Quote the records below word for word, leaving out the pictures.
------------------------------------------------------------
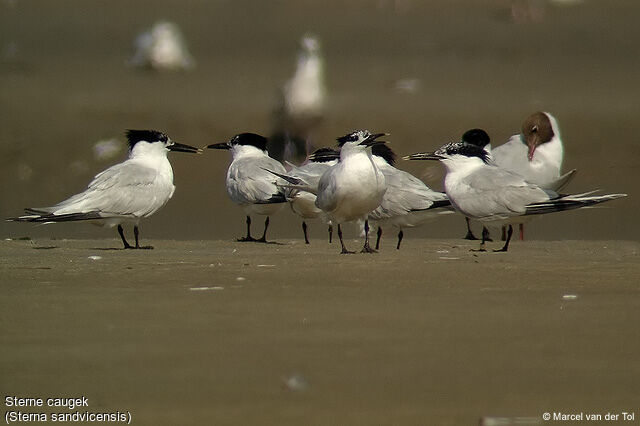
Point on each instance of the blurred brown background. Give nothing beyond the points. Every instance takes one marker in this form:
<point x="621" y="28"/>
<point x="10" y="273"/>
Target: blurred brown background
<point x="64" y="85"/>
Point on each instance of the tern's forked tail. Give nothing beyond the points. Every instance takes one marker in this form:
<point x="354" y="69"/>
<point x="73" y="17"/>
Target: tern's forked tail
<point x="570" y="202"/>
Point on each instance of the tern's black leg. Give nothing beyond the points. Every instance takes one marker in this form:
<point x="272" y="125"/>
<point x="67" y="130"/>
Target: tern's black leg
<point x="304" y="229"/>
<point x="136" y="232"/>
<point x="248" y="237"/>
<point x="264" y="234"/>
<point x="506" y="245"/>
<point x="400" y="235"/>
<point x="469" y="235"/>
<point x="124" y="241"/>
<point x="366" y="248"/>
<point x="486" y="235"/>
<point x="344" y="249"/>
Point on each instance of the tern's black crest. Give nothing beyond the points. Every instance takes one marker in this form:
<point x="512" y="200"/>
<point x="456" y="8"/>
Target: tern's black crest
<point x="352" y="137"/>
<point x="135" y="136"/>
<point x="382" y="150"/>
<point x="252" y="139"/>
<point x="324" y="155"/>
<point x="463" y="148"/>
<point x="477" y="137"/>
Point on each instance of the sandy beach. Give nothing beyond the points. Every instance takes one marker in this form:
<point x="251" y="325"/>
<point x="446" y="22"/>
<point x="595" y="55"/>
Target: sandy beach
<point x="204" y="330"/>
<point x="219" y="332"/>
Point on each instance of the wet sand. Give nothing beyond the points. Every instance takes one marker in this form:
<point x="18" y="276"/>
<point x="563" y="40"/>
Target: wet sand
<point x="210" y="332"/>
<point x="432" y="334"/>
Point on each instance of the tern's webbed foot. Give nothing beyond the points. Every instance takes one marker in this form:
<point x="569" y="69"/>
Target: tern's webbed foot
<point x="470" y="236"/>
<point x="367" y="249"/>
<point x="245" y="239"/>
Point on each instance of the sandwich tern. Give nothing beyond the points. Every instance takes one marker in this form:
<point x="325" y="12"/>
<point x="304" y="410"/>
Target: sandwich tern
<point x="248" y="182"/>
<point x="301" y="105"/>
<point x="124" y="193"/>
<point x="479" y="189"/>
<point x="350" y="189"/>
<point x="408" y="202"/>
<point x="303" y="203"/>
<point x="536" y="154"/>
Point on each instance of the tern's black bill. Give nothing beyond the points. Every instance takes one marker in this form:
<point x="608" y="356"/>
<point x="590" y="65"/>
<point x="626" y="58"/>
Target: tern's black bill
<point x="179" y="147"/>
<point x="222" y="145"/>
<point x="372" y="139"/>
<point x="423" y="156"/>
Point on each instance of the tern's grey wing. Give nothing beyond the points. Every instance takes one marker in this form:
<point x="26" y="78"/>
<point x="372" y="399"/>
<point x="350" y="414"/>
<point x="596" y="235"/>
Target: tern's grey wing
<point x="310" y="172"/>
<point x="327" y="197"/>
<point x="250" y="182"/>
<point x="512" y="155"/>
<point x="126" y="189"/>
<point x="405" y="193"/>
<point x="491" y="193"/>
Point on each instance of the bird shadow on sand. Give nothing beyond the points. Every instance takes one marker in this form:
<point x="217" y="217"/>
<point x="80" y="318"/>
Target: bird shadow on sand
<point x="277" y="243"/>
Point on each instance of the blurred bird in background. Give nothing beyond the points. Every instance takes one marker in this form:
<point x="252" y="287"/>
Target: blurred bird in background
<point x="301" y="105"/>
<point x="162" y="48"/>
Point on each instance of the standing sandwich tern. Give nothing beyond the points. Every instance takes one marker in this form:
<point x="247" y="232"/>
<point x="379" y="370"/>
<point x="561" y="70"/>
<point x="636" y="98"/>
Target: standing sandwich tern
------------------------------------------------------------
• [Exercise response]
Point on each instance of the blurred brown background. Give nothing beyond the points. Every instance takes one marker in this form:
<point x="621" y="28"/>
<point x="10" y="273"/>
Target: blurred brown background
<point x="64" y="85"/>
Point on each instance of the tern's forked tail. Give nothing beyond the points. Every instance takes one marker in this form:
<point x="354" y="69"/>
<point x="73" y="17"/>
Target: tern's forked tail
<point x="570" y="202"/>
Point on each instance of the tern's black leg. Give nothing beyond the points. Every instance takes one marker in this form:
<point x="272" y="125"/>
<point x="67" y="130"/>
Target: tern's black leg
<point x="304" y="229"/>
<point x="136" y="232"/>
<point x="248" y="237"/>
<point x="264" y="234"/>
<point x="506" y="245"/>
<point x="400" y="235"/>
<point x="469" y="235"/>
<point x="124" y="241"/>
<point x="366" y="248"/>
<point x="486" y="235"/>
<point x="344" y="249"/>
Point on each instance of the tern's black crest. Give nothing beyond the points. Every instance takes one marker in this form:
<point x="512" y="200"/>
<point x="456" y="8"/>
Target: tern's black crest
<point x="352" y="137"/>
<point x="135" y="136"/>
<point x="382" y="150"/>
<point x="252" y="139"/>
<point x="324" y="155"/>
<point x="463" y="148"/>
<point x="477" y="137"/>
Point on each instance of the sandy beach. Give nothing beyond the points. Every instance takes one marker in this form:
<point x="251" y="325"/>
<point x="446" y="22"/>
<point x="595" y="55"/>
Target: sandy beach
<point x="204" y="330"/>
<point x="219" y="332"/>
Point on each instance of the wet sand. Give nothing beyond the points. Every instance takes one marker in this form:
<point x="18" y="276"/>
<point x="563" y="40"/>
Target: wet sand
<point x="210" y="332"/>
<point x="432" y="334"/>
Point on each instance of the tern's webbed foot. Give nothing beyond the points. Every instance takes one marker in this form:
<point x="569" y="69"/>
Target: tern's webbed foot
<point x="470" y="236"/>
<point x="367" y="249"/>
<point x="245" y="239"/>
Point on each instance of the sandwich tern. Give nothing beyond the points. Every instance takes one marker in this form:
<point x="325" y="12"/>
<point x="304" y="410"/>
Target: sandwich tern
<point x="248" y="182"/>
<point x="301" y="105"/>
<point x="124" y="193"/>
<point x="479" y="189"/>
<point x="350" y="189"/>
<point x="408" y="202"/>
<point x="303" y="203"/>
<point x="536" y="154"/>
Point on each instance of the tern's black bill. Give nothing beyond the points. Every instance takes one marker in this form:
<point x="608" y="356"/>
<point x="590" y="65"/>
<point x="626" y="58"/>
Target: tern's black bill
<point x="179" y="147"/>
<point x="222" y="145"/>
<point x="372" y="139"/>
<point x="423" y="156"/>
Point on each instance of the tern's grey wing. Give nothing beyond the points. Every instance takes one marker in this form:
<point x="26" y="78"/>
<point x="372" y="399"/>
<point x="350" y="414"/>
<point x="596" y="235"/>
Target: tern's grey wing
<point x="310" y="172"/>
<point x="327" y="197"/>
<point x="250" y="182"/>
<point x="512" y="155"/>
<point x="126" y="189"/>
<point x="405" y="193"/>
<point x="491" y="193"/>
Point on each instance of the bird shadow on sand. Give nothing beyond the points. Every instance takes one marker in this form:
<point x="217" y="217"/>
<point x="80" y="318"/>
Target: bird shadow on sand
<point x="277" y="243"/>
Point on each instance of the blurred bird in background. Give nothing beyond the points. Every instance takes one marker in this form:
<point x="252" y="287"/>
Target: blurred bird in background
<point x="301" y="105"/>
<point x="162" y="48"/>
Point on each instance of the standing sandwich tern. Give nothing beyond the points. Every instance takes one marker in this form:
<point x="247" y="232"/>
<point x="379" y="370"/>
<point x="561" y="70"/>
<point x="636" y="98"/>
Target: standing sandwich tern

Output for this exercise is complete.